BRIEF: Pictures do not belong in the copy, so please give every entry below again exactly.

[Saved entries]
┄┄┄┄┄┄┄┄┄┄┄┄┄┄┄┄┄┄┄┄
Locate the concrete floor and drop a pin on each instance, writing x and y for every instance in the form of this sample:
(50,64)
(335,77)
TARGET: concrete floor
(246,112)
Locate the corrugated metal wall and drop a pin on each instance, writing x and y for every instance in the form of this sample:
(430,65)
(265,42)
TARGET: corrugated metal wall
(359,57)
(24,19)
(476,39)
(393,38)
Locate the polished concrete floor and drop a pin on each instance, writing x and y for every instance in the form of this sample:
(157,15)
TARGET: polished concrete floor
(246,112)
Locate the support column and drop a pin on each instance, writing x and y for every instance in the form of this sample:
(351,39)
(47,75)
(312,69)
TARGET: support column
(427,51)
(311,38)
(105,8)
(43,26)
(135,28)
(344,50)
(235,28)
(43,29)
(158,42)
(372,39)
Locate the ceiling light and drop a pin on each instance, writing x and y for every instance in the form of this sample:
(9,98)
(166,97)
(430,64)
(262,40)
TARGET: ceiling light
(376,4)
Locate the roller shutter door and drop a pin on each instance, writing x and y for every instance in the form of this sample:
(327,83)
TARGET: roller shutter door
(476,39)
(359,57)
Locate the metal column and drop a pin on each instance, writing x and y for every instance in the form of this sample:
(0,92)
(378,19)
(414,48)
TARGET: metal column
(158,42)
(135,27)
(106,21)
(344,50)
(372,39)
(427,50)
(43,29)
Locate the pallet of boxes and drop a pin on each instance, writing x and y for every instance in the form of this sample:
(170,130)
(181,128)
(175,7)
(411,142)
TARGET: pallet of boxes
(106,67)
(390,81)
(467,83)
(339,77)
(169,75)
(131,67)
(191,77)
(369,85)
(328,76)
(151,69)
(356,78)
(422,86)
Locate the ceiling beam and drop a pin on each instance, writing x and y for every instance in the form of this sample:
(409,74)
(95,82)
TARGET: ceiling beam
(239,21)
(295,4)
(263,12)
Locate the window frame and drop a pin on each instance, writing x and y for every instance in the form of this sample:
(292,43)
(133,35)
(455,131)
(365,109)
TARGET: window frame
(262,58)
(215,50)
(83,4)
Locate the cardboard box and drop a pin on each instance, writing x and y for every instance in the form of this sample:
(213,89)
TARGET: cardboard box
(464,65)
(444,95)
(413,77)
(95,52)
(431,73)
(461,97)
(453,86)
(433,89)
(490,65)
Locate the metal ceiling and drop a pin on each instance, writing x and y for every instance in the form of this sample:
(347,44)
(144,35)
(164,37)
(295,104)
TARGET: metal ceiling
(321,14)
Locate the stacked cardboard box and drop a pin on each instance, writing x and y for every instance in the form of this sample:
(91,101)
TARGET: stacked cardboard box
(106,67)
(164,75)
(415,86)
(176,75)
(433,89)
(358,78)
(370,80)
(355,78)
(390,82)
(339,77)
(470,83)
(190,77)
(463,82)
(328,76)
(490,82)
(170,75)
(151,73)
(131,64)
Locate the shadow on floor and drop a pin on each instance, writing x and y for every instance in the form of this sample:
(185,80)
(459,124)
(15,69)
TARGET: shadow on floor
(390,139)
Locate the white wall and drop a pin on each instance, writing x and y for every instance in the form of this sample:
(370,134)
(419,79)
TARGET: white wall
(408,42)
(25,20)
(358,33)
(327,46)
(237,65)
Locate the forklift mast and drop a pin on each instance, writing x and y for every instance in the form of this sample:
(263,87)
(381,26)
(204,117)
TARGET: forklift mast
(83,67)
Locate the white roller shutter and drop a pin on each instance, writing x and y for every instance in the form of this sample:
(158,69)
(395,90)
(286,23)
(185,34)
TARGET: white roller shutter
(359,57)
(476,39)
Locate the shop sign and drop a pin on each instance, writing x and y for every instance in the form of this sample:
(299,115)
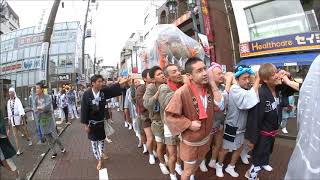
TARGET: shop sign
(64,77)
(294,42)
(13,67)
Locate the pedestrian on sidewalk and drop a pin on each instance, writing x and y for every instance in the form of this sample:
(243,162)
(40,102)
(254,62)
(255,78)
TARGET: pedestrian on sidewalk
(264,118)
(190,113)
(44,110)
(32,106)
(166,91)
(16,119)
(7,151)
(71,101)
(93,113)
(64,106)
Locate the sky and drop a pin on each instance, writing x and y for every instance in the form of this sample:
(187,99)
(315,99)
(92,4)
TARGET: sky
(114,21)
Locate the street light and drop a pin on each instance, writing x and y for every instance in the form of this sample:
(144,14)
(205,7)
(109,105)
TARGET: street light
(192,5)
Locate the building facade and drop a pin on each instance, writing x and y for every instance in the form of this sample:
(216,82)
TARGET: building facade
(21,62)
(9,20)
(282,32)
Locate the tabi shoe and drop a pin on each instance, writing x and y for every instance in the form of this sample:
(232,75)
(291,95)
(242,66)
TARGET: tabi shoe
(284,130)
(164,169)
(230,170)
(19,153)
(99,165)
(244,158)
(145,149)
(173,177)
(54,155)
(247,175)
(219,170)
(192,177)
(166,159)
(155,154)
(104,156)
(212,163)
(267,168)
(203,166)
(178,169)
(151,159)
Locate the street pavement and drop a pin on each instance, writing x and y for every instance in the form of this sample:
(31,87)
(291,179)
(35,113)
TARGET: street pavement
(127,161)
(32,155)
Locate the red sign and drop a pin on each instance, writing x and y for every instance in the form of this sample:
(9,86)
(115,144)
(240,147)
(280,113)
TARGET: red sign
(11,67)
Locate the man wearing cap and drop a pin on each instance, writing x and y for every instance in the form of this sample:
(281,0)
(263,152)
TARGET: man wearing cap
(16,118)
┄┄┄┄┄┄┄┄┄┄┄┄┄┄┄┄┄┄┄┄
SOLUTION TO THE PROBLEM:
Locate the concrete floor and drop a pin on each instance, writing x and y for every instance in the form of this sample:
(50,64)
(335,77)
TARGET: concrete floor
(246,112)
Locate the corrugated metal wall and drop a pin on each instance, writing x and y for every instance in the form of this sample:
(430,65)
(265,42)
TARGET: corrugated metal wall
(359,57)
(24,19)
(476,39)
(393,38)
Locate the polished concrete floor and drop a pin on each instance, writing x and y for every instance in the form of this sample:
(157,15)
TARGET: polished concrete floor
(246,112)
Locate the support column and drop a pin on each instance, writing x and y for every instance in the form of this sample:
(351,39)
(47,75)
(312,69)
TARGET: support column
(427,51)
(311,38)
(105,8)
(43,26)
(135,28)
(344,50)
(235,28)
(43,29)
(158,42)
(372,39)
Locate the ceiling light and drop a pin on each instance, writing x and y for every instance in the form of this sample:
(9,98)
(166,97)
(430,64)
(262,40)
TARGET: ceiling light
(376,4)
Locate the roller shutter door and drop a pin on each instance, writing x and y for every instance in the form of this sample:
(327,83)
TARGET: roller shutter door
(476,39)
(359,57)
Locate the metal column and drop a pin on each instance, writing x and y for every instance in the form of this sample:
(0,92)
(378,19)
(414,48)
TARGET: metal column
(158,42)
(135,27)
(106,21)
(344,50)
(372,39)
(427,50)
(43,29)
Locate the pallet of boxes and drop a pin on each instance, writing x and y for every instance in the form of this sample:
(170,130)
(181,128)
(175,7)
(411,142)
TARGET: pallet of boxes
(106,67)
(390,81)
(467,83)
(339,77)
(169,75)
(131,67)
(191,77)
(369,85)
(328,76)
(151,69)
(356,78)
(422,86)
Locate the ceiling beam and drop a pin on each instance, writing x and y for every instance in the form of this sample:
(409,74)
(95,82)
TARGET: ceiling beam
(239,21)
(295,4)
(263,12)
Locate the window frame and drop a pin on each instance, writing x and y for every instance in the form of this sample:
(292,43)
(133,35)
(455,131)
(365,109)
TARGET: window frame
(262,58)
(215,50)
(83,4)
Locate the cardboard box and drop a pin on each instance, writing x and y for every instance in the form of this sample:
(213,89)
TARGET: cardboard box
(464,65)
(444,95)
(413,77)
(95,52)
(431,73)
(461,97)
(453,86)
(433,89)
(490,65)
Locate the metal ceiling and drop a pin on each instance, writing x and y for every instance in the form of this sample:
(347,44)
(144,35)
(164,37)
(295,104)
TARGET: metal ceiling
(321,14)
Locate the stacked cardboard box and drop a pin on each instance, writing x and y for every instance in the form of this sample:
(91,101)
TARGET: stacked cardboard box
(106,67)
(164,75)
(415,86)
(176,75)
(433,89)
(358,78)
(370,80)
(355,78)
(390,82)
(339,77)
(470,83)
(190,77)
(463,82)
(328,76)
(490,82)
(170,75)
(151,73)
(131,64)
Locate the shadow on floor and drop a pin on each instance, writing x and y for every instance in the form of this sample:
(185,80)
(459,124)
(15,69)
TARGET: shadow on floor
(390,139)
Locate the white wall and drop a pin on each instance, writing x and y for every instance in the form of this sample:
(370,134)
(419,79)
TARGET: white wall
(408,42)
(25,20)
(358,33)
(327,46)
(237,65)
Locate the forklift mast and drop a pin on each instance, writing x and y for every instance in the form of this sample:
(263,87)
(381,26)
(204,117)
TARGET: forklift mast
(83,67)
Locate the white roller shutter and drop a pin on each instance, writing x and y for every instance in the form of this sample:
(158,69)
(395,90)
(286,23)
(185,34)
TARGET: white roller shutter
(359,57)
(476,39)
Locate the shop sign and drop a pin on each instance, writing x and y for every instance in the form of this sample:
(299,115)
TARGET: shop sign
(64,77)
(294,42)
(13,67)
Locate the pedestrian on sidewalk and drop a pin on each instance, writing x and y for every instance in the form of this sample:
(243,162)
(40,102)
(254,62)
(255,78)
TARGET: pedestrian on sidewalk
(264,118)
(190,113)
(44,110)
(32,106)
(166,91)
(16,119)
(7,151)
(71,101)
(93,113)
(64,106)
Locate the sky and drop a pin on each instance, writing x and y for every instance in the form of this sample:
(187,99)
(315,99)
(92,4)
TARGET: sky
(114,21)
Locate the street light and drop a pin on each instance, writing x and y for every instance in the form of this sample:
(144,14)
(205,7)
(109,105)
TARGET: street light
(192,5)
Locate the building facade and drop a pin on each instance, writing x and y for every instance in the form of this sample:
(216,82)
TARGET: building facade
(21,62)
(9,20)
(282,32)
Locate the tabi shoe and drop a pin on each instance, writing x and y for every instance in the form of this sample:
(232,75)
(291,95)
(242,66)
TARGET: tabi shoe
(284,130)
(164,169)
(230,170)
(19,153)
(99,165)
(244,158)
(145,149)
(173,177)
(54,155)
(247,175)
(219,170)
(192,177)
(166,159)
(155,154)
(104,156)
(212,163)
(267,168)
(203,166)
(178,169)
(151,159)
Locate the street pavement and drop a pin on each instance, writing x and y for every instance in the form of this sample:
(31,87)
(291,179)
(35,113)
TARGET: street pavement
(127,161)
(32,155)
Locate the red sign and drop a pin on each instance, writing x and y for every instance in the form of this sample:
(9,86)
(115,144)
(240,147)
(280,113)
TARGET: red sign
(11,67)
Locate the man wearing cap and drop a pin on each instance, writing x and y for every instance in the form of this sample:
(281,0)
(263,152)
TARGET: man wearing cap
(16,118)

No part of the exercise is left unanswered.